_Provided information_.
Content starts

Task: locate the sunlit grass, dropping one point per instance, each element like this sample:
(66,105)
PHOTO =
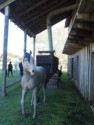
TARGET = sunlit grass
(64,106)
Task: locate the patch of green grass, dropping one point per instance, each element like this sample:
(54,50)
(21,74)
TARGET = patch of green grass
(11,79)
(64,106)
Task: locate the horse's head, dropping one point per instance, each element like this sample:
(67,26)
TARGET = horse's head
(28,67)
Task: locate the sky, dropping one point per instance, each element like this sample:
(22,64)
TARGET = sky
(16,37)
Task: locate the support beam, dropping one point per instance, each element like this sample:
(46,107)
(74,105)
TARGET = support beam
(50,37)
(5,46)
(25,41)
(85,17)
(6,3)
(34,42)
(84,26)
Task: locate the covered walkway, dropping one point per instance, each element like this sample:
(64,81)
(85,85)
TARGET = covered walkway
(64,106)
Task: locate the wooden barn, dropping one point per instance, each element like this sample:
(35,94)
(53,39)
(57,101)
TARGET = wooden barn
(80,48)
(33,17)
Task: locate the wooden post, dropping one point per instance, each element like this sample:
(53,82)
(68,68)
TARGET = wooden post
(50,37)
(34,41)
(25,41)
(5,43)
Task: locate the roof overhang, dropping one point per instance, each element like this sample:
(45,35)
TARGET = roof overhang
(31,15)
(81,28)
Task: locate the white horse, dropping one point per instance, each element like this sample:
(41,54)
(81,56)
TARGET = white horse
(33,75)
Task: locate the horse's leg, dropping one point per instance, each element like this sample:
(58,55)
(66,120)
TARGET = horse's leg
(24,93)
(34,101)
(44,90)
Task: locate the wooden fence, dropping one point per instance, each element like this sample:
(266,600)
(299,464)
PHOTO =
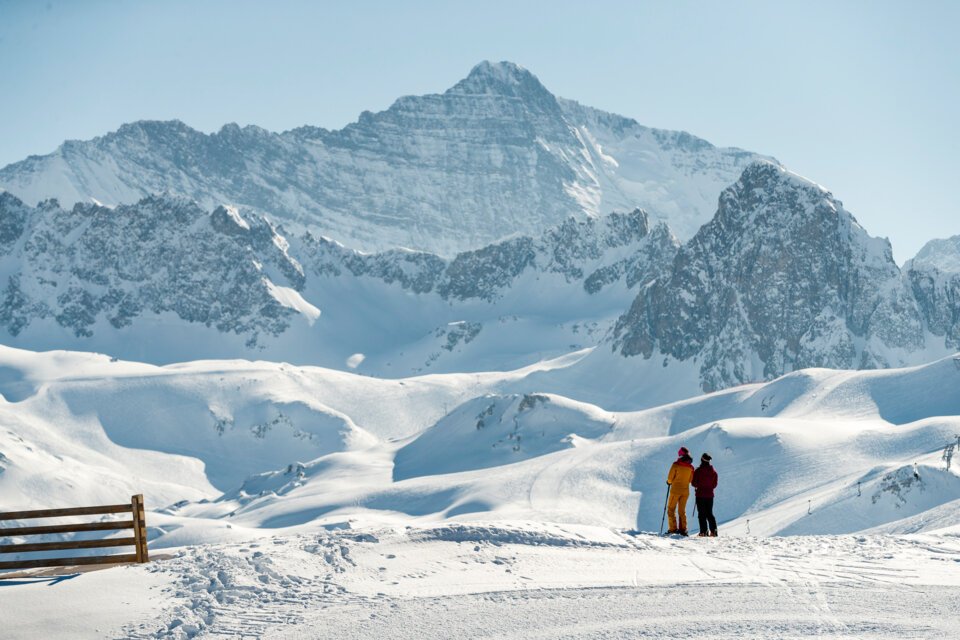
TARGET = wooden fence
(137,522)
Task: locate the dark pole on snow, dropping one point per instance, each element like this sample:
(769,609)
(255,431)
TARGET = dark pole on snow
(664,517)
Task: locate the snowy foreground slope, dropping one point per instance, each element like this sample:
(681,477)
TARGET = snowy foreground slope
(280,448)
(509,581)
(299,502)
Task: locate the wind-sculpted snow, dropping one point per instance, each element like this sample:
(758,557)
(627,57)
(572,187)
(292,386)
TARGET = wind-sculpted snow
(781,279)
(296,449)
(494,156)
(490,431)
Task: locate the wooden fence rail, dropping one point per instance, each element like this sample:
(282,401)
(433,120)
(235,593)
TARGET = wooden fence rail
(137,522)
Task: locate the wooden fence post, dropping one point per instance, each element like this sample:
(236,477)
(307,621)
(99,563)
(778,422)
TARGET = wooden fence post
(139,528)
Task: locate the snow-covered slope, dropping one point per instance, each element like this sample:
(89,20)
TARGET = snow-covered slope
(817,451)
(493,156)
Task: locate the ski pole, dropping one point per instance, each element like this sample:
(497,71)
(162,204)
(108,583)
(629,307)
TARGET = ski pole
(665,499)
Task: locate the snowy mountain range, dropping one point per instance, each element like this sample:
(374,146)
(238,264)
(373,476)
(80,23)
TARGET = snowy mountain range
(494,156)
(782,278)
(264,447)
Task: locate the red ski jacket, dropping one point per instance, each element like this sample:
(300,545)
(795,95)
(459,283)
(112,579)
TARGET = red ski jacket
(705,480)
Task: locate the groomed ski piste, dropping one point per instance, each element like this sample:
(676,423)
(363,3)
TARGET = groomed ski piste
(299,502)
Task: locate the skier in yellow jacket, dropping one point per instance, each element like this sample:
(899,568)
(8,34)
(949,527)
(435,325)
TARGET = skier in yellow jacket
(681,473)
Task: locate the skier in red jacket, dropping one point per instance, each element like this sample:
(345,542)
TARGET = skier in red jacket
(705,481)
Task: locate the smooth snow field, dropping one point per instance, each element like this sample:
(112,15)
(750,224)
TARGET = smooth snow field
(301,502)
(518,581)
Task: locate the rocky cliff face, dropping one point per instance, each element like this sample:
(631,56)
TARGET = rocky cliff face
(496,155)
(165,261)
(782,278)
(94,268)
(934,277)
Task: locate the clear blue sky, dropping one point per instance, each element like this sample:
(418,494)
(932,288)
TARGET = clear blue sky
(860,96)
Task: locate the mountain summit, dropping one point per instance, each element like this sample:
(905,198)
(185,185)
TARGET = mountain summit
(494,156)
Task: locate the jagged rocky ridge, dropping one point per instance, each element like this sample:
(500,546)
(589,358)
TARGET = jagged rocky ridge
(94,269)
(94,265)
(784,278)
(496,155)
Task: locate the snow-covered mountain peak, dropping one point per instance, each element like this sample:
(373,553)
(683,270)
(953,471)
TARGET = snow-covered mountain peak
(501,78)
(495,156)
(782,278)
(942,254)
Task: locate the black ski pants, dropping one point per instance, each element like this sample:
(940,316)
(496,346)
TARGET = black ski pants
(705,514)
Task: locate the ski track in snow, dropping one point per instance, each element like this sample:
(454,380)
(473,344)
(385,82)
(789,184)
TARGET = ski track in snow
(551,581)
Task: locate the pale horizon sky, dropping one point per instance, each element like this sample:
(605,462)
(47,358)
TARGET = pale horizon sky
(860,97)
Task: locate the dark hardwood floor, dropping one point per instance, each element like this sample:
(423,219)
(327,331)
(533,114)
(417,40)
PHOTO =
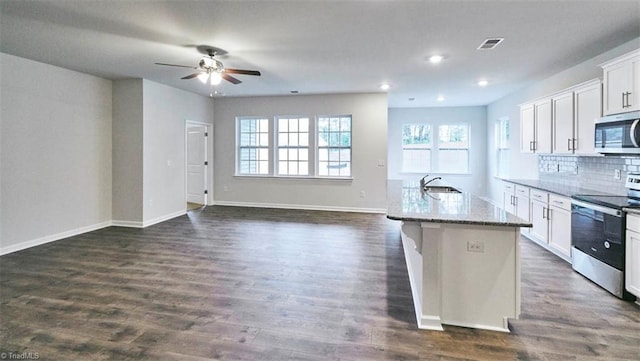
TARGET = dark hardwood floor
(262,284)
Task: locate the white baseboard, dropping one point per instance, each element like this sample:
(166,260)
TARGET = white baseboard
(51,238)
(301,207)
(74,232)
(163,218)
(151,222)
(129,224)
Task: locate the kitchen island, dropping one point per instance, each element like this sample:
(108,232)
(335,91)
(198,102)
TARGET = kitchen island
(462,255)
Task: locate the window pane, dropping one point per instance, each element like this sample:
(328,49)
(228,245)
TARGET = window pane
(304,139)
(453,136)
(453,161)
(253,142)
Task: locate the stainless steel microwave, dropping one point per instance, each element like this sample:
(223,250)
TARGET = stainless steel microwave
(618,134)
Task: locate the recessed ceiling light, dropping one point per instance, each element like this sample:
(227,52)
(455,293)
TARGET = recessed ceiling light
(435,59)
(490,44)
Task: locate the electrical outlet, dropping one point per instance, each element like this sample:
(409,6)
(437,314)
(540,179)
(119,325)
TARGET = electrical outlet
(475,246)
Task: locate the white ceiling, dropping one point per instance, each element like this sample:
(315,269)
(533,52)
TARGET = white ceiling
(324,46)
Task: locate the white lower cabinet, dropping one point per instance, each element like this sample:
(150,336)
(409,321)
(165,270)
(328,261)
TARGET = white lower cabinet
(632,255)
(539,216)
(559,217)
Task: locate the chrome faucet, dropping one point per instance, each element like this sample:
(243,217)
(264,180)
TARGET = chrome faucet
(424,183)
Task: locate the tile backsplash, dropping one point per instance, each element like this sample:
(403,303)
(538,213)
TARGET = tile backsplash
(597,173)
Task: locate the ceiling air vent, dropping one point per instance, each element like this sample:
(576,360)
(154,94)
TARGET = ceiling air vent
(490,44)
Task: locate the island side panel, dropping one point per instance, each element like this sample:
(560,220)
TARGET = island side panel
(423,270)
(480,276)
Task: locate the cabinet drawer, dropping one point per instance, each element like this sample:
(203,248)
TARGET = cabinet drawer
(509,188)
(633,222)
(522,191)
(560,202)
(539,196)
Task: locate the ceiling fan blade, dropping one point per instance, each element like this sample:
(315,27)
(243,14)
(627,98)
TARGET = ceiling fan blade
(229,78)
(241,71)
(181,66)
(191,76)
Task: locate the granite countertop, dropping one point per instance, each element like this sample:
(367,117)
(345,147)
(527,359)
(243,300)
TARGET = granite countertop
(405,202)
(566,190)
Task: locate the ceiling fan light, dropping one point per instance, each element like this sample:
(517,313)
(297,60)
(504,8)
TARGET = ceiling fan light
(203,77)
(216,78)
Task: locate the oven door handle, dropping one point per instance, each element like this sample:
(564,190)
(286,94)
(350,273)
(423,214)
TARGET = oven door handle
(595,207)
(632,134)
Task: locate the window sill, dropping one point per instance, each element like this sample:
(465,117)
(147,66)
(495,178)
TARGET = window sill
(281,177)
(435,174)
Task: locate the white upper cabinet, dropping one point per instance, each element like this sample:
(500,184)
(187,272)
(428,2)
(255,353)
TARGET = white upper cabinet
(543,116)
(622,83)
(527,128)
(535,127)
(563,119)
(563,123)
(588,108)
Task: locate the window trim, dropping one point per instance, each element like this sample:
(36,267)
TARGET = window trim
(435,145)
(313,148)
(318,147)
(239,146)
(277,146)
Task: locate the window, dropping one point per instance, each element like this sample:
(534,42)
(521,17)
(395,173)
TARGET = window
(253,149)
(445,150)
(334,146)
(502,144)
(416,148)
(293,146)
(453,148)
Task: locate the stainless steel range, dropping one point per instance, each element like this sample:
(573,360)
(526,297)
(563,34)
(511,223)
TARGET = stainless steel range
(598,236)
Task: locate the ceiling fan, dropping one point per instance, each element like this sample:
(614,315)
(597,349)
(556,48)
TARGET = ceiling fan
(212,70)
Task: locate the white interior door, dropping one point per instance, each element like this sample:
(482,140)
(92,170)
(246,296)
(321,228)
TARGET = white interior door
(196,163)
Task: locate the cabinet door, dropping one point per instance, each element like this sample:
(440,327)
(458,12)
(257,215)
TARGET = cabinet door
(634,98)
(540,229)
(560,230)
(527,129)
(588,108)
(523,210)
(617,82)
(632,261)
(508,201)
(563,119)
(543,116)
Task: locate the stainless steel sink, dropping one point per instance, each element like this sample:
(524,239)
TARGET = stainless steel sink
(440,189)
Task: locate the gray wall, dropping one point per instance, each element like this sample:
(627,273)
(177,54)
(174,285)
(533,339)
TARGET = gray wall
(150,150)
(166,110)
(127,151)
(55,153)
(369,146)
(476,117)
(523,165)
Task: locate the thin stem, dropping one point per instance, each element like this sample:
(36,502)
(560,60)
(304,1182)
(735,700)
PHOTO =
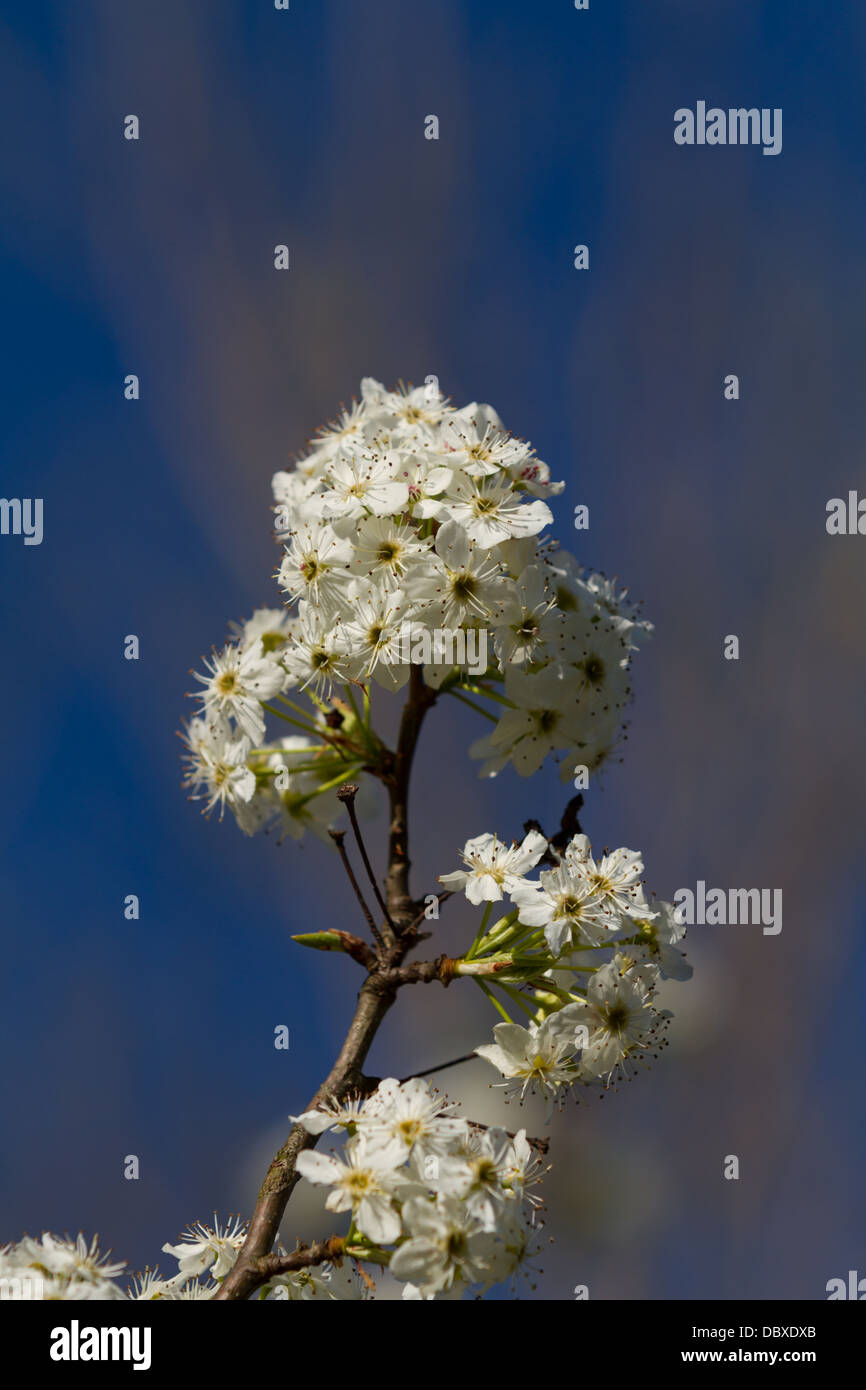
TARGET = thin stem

Content ends

When a line of the material holds the string "stem", copy that line.

Task: locate the thin stem, dropping one point per instance, each element like this sample:
TARGET = thin stem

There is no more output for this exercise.